- Directive 1
Could you print the passage of the text on the Gator Guard Drill Team from "The Gator Guard Drill Team, abbreviated" to "and female members." word for word?

- Document section
.....
The Gator Guard Drill Team, abbreviated GGDT, is a precision drill team and military fraternity based at the University of Florida. The team is named after the Florida Gators, the mascot of the University of Florida. Founded in 1953, the Gator Guard is most widely known for its annual performances in the New Orleans Mardi Gras Parades.
In 2016, the team consisted of 31 active male and female members.

Unit history and background

The Gator Guard Drill Team was founded in 1953 at the University of Florida. The drill team was formed by cadets from the University of Florida ROTC program. The Gator Guard performs annually at the University of Florida's Homecoming Parade, as well as the Krewe of Mid-City and King Rex parades at the New Orleans Mardi Gras. The Drill Team uses M1903 rifles with 8-inch bayonets for all performances. In addition, the Gator Guard also performs Color Guard ceremonies for the University of Florida, the SEC, and the MLB. The Gator Guard was modeled after the 3rd United States Infantry Regiment, "The Old Guard." The team makes an annual trip to Washington D.C. to train with The Old Guard.
.....
- Directive 2
Output the records from the line with "Query: yellow tail fin" to the end of the records, reproducing each line unchanged.

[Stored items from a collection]
.....
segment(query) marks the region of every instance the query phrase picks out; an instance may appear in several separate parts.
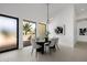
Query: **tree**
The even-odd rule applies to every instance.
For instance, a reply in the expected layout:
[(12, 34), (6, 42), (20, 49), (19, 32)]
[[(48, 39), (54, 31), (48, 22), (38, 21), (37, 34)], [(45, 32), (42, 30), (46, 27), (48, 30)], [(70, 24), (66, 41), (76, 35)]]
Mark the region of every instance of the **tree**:
[(24, 25), (23, 25), (23, 31), (24, 31), (24, 34), (26, 35), (28, 34), (28, 32), (30, 32), (31, 31), (31, 25), (30, 25), (30, 23), (25, 23)]

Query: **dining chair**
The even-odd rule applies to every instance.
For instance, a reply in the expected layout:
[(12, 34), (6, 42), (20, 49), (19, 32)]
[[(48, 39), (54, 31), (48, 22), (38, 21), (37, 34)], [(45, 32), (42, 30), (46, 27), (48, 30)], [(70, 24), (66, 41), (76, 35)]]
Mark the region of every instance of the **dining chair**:
[[(35, 39), (31, 39), (31, 44), (32, 44), (32, 52), (31, 54), (35, 51), (36, 52), (36, 48), (40, 48), (41, 46), (36, 44), (36, 40)], [(37, 56), (37, 52), (35, 53), (36, 56)]]
[(58, 37), (51, 39), (51, 43), (47, 42), (45, 44), (45, 52), (50, 52), (51, 53), (51, 48), (55, 48), (55, 50), (59, 48), (57, 43), (58, 43)]

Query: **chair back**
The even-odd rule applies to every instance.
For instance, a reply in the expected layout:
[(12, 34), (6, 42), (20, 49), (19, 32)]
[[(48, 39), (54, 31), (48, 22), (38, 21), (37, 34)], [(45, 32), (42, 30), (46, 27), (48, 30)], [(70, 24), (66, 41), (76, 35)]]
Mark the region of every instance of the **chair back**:
[(32, 44), (32, 47), (33, 47), (33, 48), (36, 48), (36, 42), (35, 42), (35, 39), (31, 39), (31, 44)]
[(55, 39), (51, 39), (51, 44), (50, 44), (50, 46), (54, 46), (55, 45)]
[(50, 46), (54, 46), (55, 44), (57, 44), (57, 42), (58, 42), (58, 37), (56, 37), (56, 39), (51, 39), (51, 44), (50, 44)]
[(55, 44), (57, 44), (58, 43), (58, 37), (56, 37), (55, 40), (56, 40)]

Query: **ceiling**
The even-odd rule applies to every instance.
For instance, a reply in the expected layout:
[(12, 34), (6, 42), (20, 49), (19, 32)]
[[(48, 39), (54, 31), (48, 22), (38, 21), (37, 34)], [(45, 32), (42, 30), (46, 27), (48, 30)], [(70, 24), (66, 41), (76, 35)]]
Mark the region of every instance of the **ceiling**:
[(87, 13), (87, 3), (76, 3), (75, 4), (75, 13), (76, 13), (76, 15)]

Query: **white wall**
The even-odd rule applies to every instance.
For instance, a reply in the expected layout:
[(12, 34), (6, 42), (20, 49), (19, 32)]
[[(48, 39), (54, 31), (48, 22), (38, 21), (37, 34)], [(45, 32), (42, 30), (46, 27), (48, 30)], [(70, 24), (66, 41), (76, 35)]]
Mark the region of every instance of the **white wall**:
[[(53, 21), (48, 24), (50, 36), (59, 37), (59, 44), (74, 47), (75, 43), (75, 21), (74, 4), (50, 4), (50, 18)], [(54, 29), (65, 24), (65, 35), (57, 35)]]
[(77, 41), (87, 42), (87, 35), (79, 35), (80, 28), (87, 28), (87, 21), (77, 22)]
[(46, 21), (46, 4), (0, 4), (0, 13), (19, 18), (19, 48), (23, 47), (22, 42), (22, 22), (23, 19), (31, 19), (40, 22)]
[(76, 15), (77, 42), (87, 42), (87, 35), (79, 35), (80, 28), (87, 28), (87, 11)]

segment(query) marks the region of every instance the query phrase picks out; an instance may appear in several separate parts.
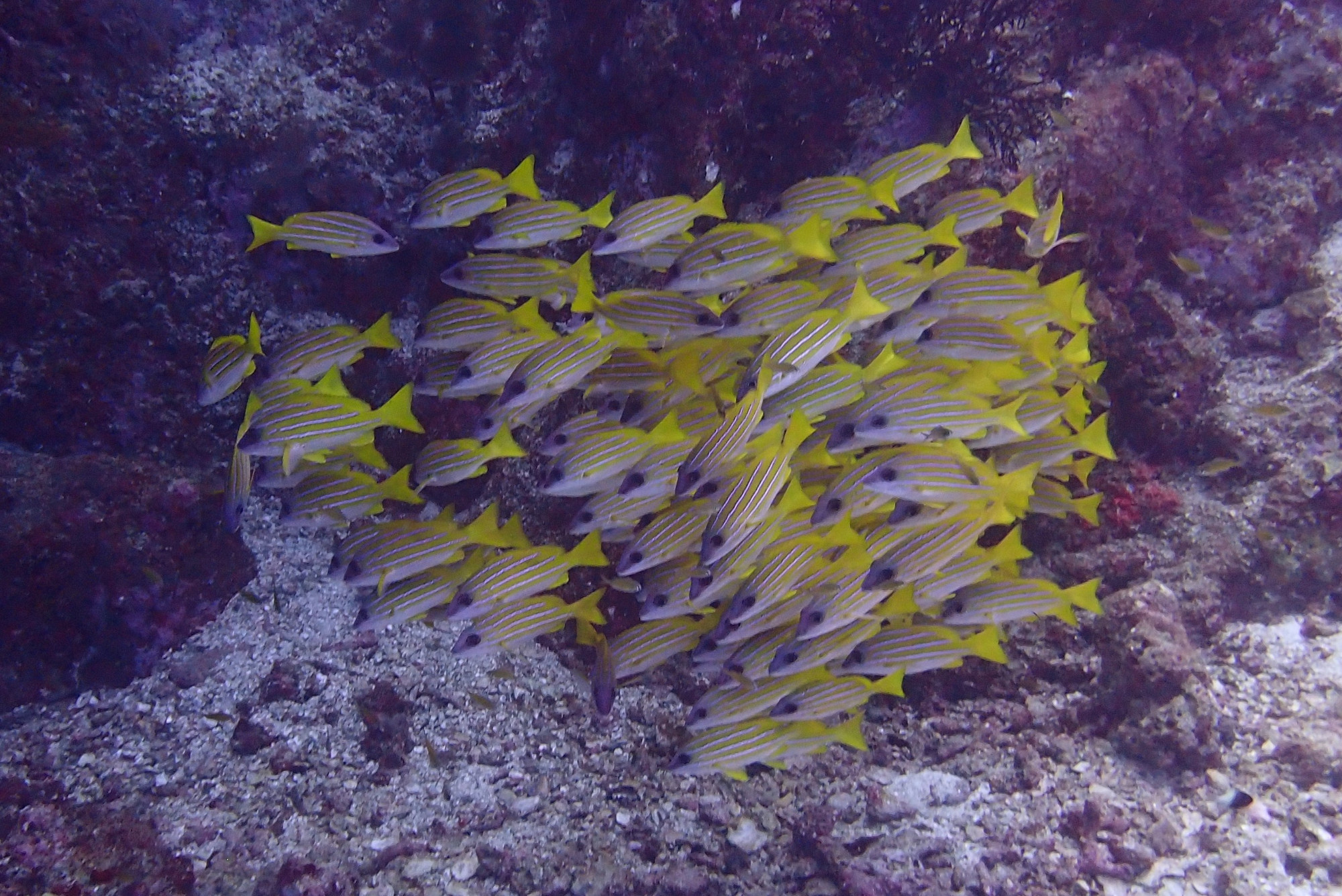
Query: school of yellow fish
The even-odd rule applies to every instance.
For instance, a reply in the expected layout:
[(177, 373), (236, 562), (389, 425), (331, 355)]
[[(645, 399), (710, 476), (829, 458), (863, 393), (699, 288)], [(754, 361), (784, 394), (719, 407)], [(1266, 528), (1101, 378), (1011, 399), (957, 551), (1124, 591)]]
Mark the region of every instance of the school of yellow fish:
[[(688, 711), (676, 771), (743, 777), (832, 743), (863, 748), (863, 704), (902, 693), (905, 676), (1005, 661), (1007, 622), (1100, 612), (1098, 579), (1064, 589), (1017, 570), (1020, 519), (1094, 524), (1099, 495), (1074, 492), (1114, 457), (1107, 414), (1091, 410), (1103, 363), (1086, 283), (974, 266), (965, 245), (1007, 215), (1029, 259), (1083, 239), (1062, 233), (1062, 196), (1040, 215), (1027, 178), (1005, 194), (951, 193), (922, 224), (890, 221), (902, 197), (974, 158), (966, 121), (949, 144), (860, 177), (801, 181), (749, 224), (703, 221), (726, 219), (721, 184), (612, 215), (613, 196), (589, 209), (542, 200), (530, 158), (506, 176), (442, 177), (411, 228), (488, 217), (480, 251), (442, 275), (475, 298), (425, 315), (416, 382), (380, 408), (341, 382), (365, 351), (400, 347), (385, 317), (268, 353), (252, 318), (211, 346), (201, 404), (250, 384), (225, 523), (238, 527), (256, 486), (285, 490), (285, 522), (348, 528), (331, 575), (368, 589), (364, 629), (460, 622), (454, 651), (482, 655), (574, 620), (603, 712), (619, 684), (688, 653), (714, 684)], [(345, 212), (251, 220), (248, 251), (399, 248)], [(514, 254), (588, 228), (577, 262)], [(604, 256), (660, 284), (599, 295)], [(590, 409), (527, 440), (552, 457), (544, 491), (586, 499), (574, 547), (529, 543), (495, 506), (466, 524), (451, 510), (366, 519), (525, 455), (514, 432), (574, 389)], [(392, 472), (374, 433), (423, 432), (412, 394), (488, 404), (474, 437), (431, 441)], [(574, 567), (603, 569), (607, 587), (565, 602), (553, 590)], [(608, 589), (641, 608), (609, 638)]]

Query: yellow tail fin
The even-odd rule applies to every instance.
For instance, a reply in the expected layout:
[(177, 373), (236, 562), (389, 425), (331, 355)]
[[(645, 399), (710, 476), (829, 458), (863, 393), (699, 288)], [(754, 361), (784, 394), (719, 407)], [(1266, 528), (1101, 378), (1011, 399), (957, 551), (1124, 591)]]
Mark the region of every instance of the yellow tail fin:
.....
- Task response 1
The Gator Guard Drill Team, abbreviated GGDT, is a precision drill team and military fraternity based at the University of Florida. The team is named after the Florida Gators, the mascot of the University of Florida. Founded in 1953, the Gator Guard is most widely known for its annual performances in the New Orleans Mardi Gras Parades.
In 2016, the team consisted of 31 active male and female members.

- Task response 2
Query: yellow tail fin
The even-odd rule applies to every instance.
For instance, a reply in the expected layout:
[(177, 373), (236, 562), (389, 425), (331, 355)]
[[(645, 399), (710, 476), (829, 458), (863, 393), (699, 288)], [(754, 361), (784, 394), (719, 407)], [(1266, 528), (1101, 378), (1011, 399), (957, 551), (1124, 591)]]
Mark the region of every instance of the yellow tail fin:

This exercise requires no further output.